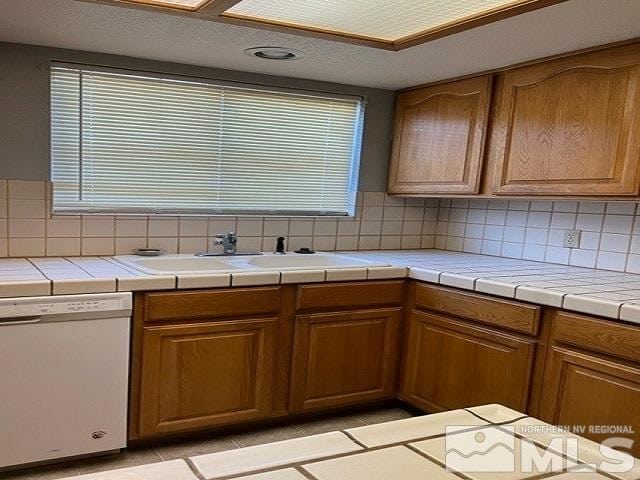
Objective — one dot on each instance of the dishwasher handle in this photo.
(19, 320)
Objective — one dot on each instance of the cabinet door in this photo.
(584, 390)
(344, 358)
(592, 375)
(452, 364)
(206, 374)
(439, 138)
(569, 126)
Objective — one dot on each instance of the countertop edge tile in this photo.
(26, 288)
(465, 282)
(592, 305)
(381, 273)
(85, 285)
(424, 274)
(346, 274)
(495, 287)
(134, 284)
(302, 276)
(219, 280)
(471, 272)
(254, 278)
(541, 296)
(630, 312)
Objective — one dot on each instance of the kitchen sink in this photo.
(189, 264)
(172, 264)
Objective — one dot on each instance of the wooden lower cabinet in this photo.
(592, 376)
(344, 358)
(208, 358)
(206, 374)
(451, 364)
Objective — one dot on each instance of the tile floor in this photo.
(212, 444)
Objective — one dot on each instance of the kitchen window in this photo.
(127, 142)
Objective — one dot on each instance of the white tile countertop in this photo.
(598, 292)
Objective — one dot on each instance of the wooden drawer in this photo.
(597, 335)
(514, 316)
(236, 302)
(331, 296)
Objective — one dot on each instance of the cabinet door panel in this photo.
(439, 138)
(344, 358)
(567, 127)
(206, 374)
(452, 364)
(583, 390)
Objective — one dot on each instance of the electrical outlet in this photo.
(572, 238)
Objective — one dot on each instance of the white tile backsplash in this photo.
(28, 229)
(534, 230)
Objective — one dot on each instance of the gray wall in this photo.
(24, 107)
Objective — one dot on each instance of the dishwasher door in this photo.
(63, 377)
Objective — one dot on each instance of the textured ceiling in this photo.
(151, 34)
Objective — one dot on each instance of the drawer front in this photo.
(349, 295)
(234, 302)
(597, 335)
(514, 316)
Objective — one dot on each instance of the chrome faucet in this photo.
(228, 241)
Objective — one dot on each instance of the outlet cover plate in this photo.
(572, 238)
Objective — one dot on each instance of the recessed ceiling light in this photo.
(275, 53)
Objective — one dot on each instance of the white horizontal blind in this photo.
(132, 143)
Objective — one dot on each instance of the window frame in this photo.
(354, 165)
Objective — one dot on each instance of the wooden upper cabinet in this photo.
(569, 126)
(439, 138)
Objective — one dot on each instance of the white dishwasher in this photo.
(64, 368)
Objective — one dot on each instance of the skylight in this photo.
(383, 20)
(386, 24)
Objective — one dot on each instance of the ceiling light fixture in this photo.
(275, 53)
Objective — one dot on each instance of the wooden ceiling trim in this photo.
(285, 27)
(217, 7)
(473, 21)
(216, 10)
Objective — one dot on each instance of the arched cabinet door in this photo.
(439, 138)
(569, 126)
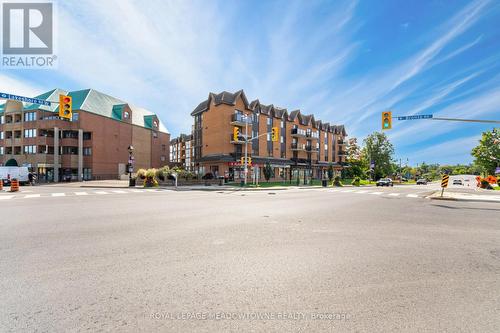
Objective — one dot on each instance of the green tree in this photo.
(487, 153)
(268, 171)
(380, 150)
(330, 172)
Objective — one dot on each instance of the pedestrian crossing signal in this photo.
(386, 120)
(275, 133)
(65, 107)
(236, 133)
(444, 181)
(248, 160)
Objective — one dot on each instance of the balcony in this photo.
(240, 120)
(311, 149)
(314, 136)
(297, 132)
(240, 141)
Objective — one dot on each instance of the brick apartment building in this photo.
(305, 149)
(181, 152)
(94, 145)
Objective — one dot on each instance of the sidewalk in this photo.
(460, 196)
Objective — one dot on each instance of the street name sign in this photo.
(444, 181)
(24, 99)
(422, 116)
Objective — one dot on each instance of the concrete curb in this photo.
(437, 196)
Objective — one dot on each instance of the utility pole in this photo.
(246, 148)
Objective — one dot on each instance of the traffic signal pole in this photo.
(246, 149)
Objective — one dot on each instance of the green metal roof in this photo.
(96, 102)
(118, 111)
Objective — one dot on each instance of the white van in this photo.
(20, 173)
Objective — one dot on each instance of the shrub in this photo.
(208, 176)
(356, 181)
(141, 173)
(160, 174)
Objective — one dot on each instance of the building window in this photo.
(68, 150)
(30, 116)
(30, 133)
(87, 174)
(30, 149)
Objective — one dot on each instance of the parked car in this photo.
(385, 182)
(422, 181)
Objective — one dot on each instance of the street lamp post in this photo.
(130, 166)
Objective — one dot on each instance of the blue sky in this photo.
(344, 62)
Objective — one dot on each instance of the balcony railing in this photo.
(298, 132)
(241, 139)
(312, 149)
(239, 119)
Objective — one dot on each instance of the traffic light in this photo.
(65, 107)
(236, 133)
(386, 120)
(249, 160)
(275, 133)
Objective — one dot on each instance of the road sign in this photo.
(422, 116)
(24, 99)
(444, 181)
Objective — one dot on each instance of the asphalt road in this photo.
(376, 260)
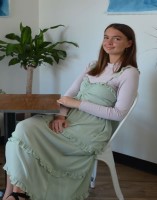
******
## Task instructions:
Starting at the line containing "Objective — one dot on each instance of the shrub" and ending at the final line of the items, reproduce every line, including the objective lines, with both numbers of each coordinate pair in the answers offset by 73. Leave the pictures out.

## Solution for this problem:
Objective — one dot on each instance of the shrub in this photo.
(281, 249)
(429, 254)
(214, 246)
(233, 247)
Objective — one dot on each instance of the building window in this photo.
(141, 223)
(103, 189)
(103, 206)
(160, 247)
(103, 222)
Objective — one dot on each instance of the parked car in this photo.
(458, 255)
(495, 254)
Objective — one dot on each instance of the street lamp post in this photo.
(203, 239)
Objective — one dot on each instance of the blue sky in this photo.
(417, 135)
Objective — one dot on each instance of the balcony railing in this photo.
(371, 205)
(314, 212)
(385, 222)
(312, 192)
Objective — one dot on each instance of the traffic light in this photo.
(138, 180)
(309, 206)
(459, 193)
(322, 233)
(348, 206)
Objective — one dot on each instance of the road sign in this photo.
(495, 189)
(97, 172)
(517, 254)
Objective — one dot on each instance of the asphalt road in this photo.
(449, 333)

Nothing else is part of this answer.